- [Required tasks]:
[1] Rewrite the text about lynxes and bobcats from "And by these" up to and including "Retrieverman said...", substituting "creature" for "animal".
[2] Name every type of cat mentioned in the text on lynxes and bobcats, leaving out the Black Howler and any color variants.
[3] In the lynx and bobcat text, what weight does the commenter give for bobcats in their own area?

- [Text passage]:
Lynxes and bobcats are of a type where melanism is known, and the tracks are like lynx tracks. Lynxes have outsized feet.

In my drawing, which I made as a comparison, the Black Howler as described is only marginally larger than a Siberian lynx, and here shown in scale comparison to a more average Canadian lynx. There is a great range in sizes among lynxes, as there is in several types of cats.

And by these criteria it would not be an unknown animal. Unusual colour phases and outsizes of known species are not new and unidentified species, just unusual.

4 comments:

Retrieverman said...

Black bobcats are not unknown. http://www.cryptomundo.com/wp-content/black_bobcat_2.jpg

Of course, everyone who sees a bobcat think it's 60 pounds-- or a cougar. There have been 60 pound bobcats, which is actually more than the Canada. The Canada lynx is taller than the average bobcat, but they often weigh about the same. Bobcat vary in their weight quite a bit-- when you get into the subtropics, they are just slightly larger than domestic cats. In my area, they tend to be 20-30 pounds. A big one is a 30 pounder.

Members of the genus Lynx are known for making a lot of noise during the breeding season. The queens can be disconcerting the first time you hear it.

I should say that there is some dispute about the record size for a bobcat. It depends on which official record you endorse. Whether it's a 48 or 60 pound cat, it's still heavier than a Canada lynx.

Here's a big bobcat that was taken in Wisconsin: https://www.uwsp.edu/wildlife/carnivore/Bobcat%20Natural%20History_files/huge%20bobcat.bmp

A big, black bobcat is not out of the question. When a species has a wide range and vary a lot in appearance, it's very easy to think you've run into a new species. That's one reason why I'm very skeptical about new species of wolves in Eurasia and North America.

- [Given information]:
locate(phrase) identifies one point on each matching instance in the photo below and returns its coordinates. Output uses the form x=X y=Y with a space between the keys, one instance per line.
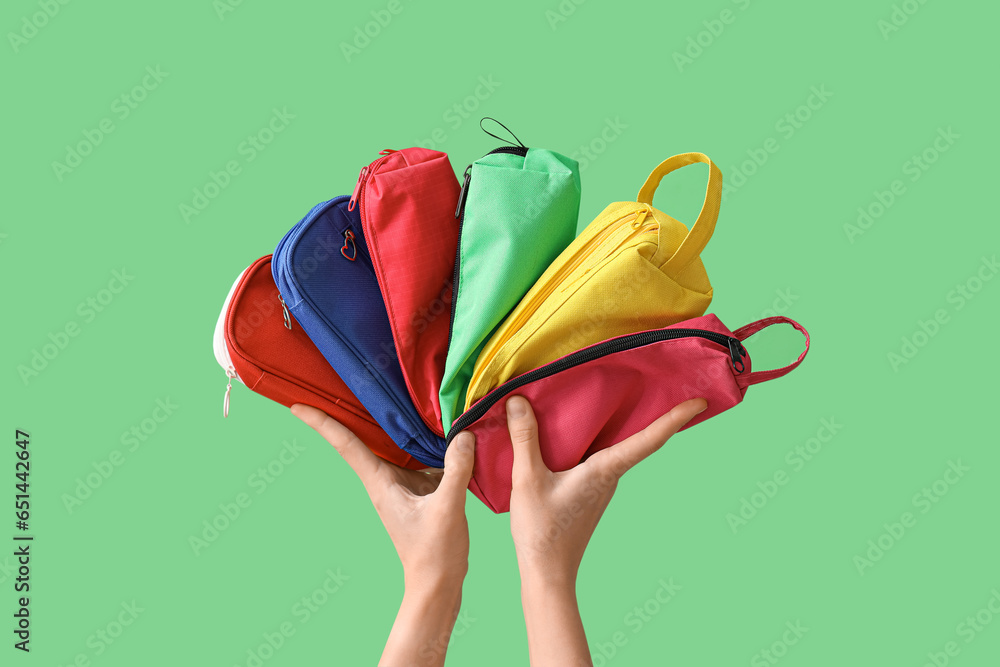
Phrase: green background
x=780 y=245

- [Responses]:
[1]
And by these criteria it would not be an unknown creature. Unusual colour phases and outsizes of known species are not new and unidentified species, just unusual.

4 comments:

Retrieverman said...

[2] Lynx, bobcat, Siberian lynx, Canadian (Canada) lynx, cougar, domestic cat

[3] They tend to be 20 to 30 pounds.